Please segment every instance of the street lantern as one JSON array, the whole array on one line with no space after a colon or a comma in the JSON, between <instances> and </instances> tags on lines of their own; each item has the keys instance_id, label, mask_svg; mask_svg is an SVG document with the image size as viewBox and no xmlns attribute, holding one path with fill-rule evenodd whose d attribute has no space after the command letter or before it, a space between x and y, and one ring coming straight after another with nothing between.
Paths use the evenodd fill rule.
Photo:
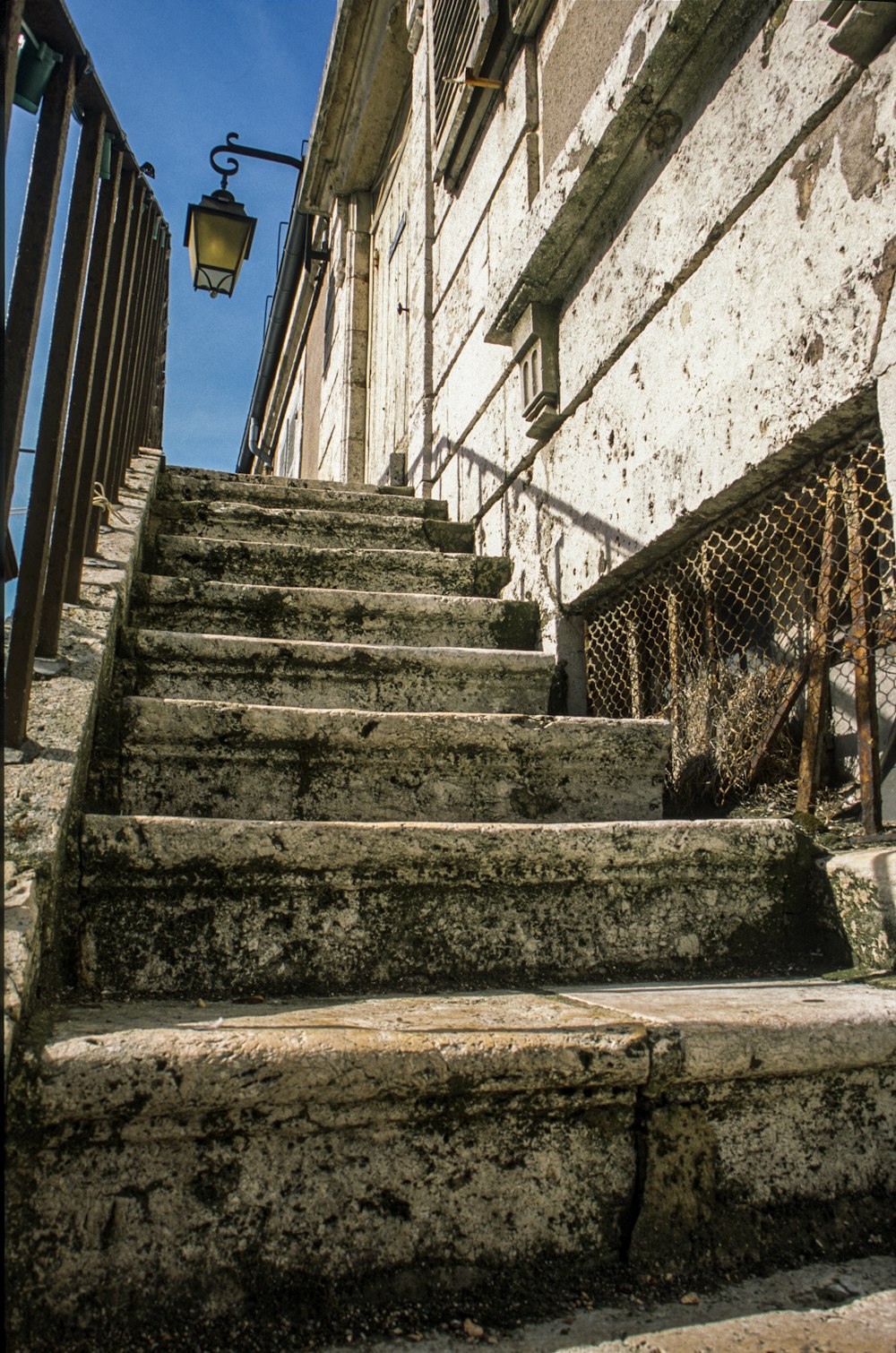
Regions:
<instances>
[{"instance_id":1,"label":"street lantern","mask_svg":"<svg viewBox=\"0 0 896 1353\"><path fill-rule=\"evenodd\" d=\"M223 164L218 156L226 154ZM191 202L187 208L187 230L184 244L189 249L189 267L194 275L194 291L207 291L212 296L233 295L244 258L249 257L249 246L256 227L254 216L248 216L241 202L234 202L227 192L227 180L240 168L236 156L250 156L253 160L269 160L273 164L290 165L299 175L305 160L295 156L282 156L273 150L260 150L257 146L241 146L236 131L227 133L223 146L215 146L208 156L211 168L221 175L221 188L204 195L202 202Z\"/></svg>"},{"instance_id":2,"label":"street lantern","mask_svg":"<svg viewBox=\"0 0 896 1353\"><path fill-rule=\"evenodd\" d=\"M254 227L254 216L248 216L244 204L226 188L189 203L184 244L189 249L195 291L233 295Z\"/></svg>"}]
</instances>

**EXERCISE DESCRIPTION:** Reproduce the records above with every occurrence of "Regions" replaced by "Masks" and all other text left unchanged. Omit the pictures from your answer.

**RESULT FOR THIS TASK:**
Please segment every instance of the street lantern as one JSON array, the whole array on one line with no space after a colon or a comma in the JSON, between <instances> and </instances> tags on lines of their own; each item has the keys instance_id, label, mask_svg; mask_svg is an SVG document with the image size as viewBox and no xmlns attribute, holding one path with fill-rule evenodd whose d attribute has no space after the command letter or before it, a space between x and y, and one ring coming straight after another with nothing between.
Paths use the evenodd fill rule.
Photo:
Masks:
<instances>
[{"instance_id":1,"label":"street lantern","mask_svg":"<svg viewBox=\"0 0 896 1353\"><path fill-rule=\"evenodd\" d=\"M223 164L218 156L226 154ZM191 202L187 208L187 230L184 244L189 249L189 267L194 275L194 291L207 291L212 296L233 295L244 258L249 257L249 246L256 227L254 216L248 216L241 202L234 202L227 192L227 180L240 168L236 156L250 156L253 160L269 160L273 164L290 165L299 175L305 160L295 156L282 156L273 150L260 150L257 146L241 146L236 131L227 133L223 146L215 146L208 156L211 168L221 175L221 188L204 195L202 202Z\"/></svg>"},{"instance_id":2,"label":"street lantern","mask_svg":"<svg viewBox=\"0 0 896 1353\"><path fill-rule=\"evenodd\" d=\"M254 227L254 216L248 216L244 204L226 188L189 203L184 244L189 249L195 291L233 295Z\"/></svg>"}]
</instances>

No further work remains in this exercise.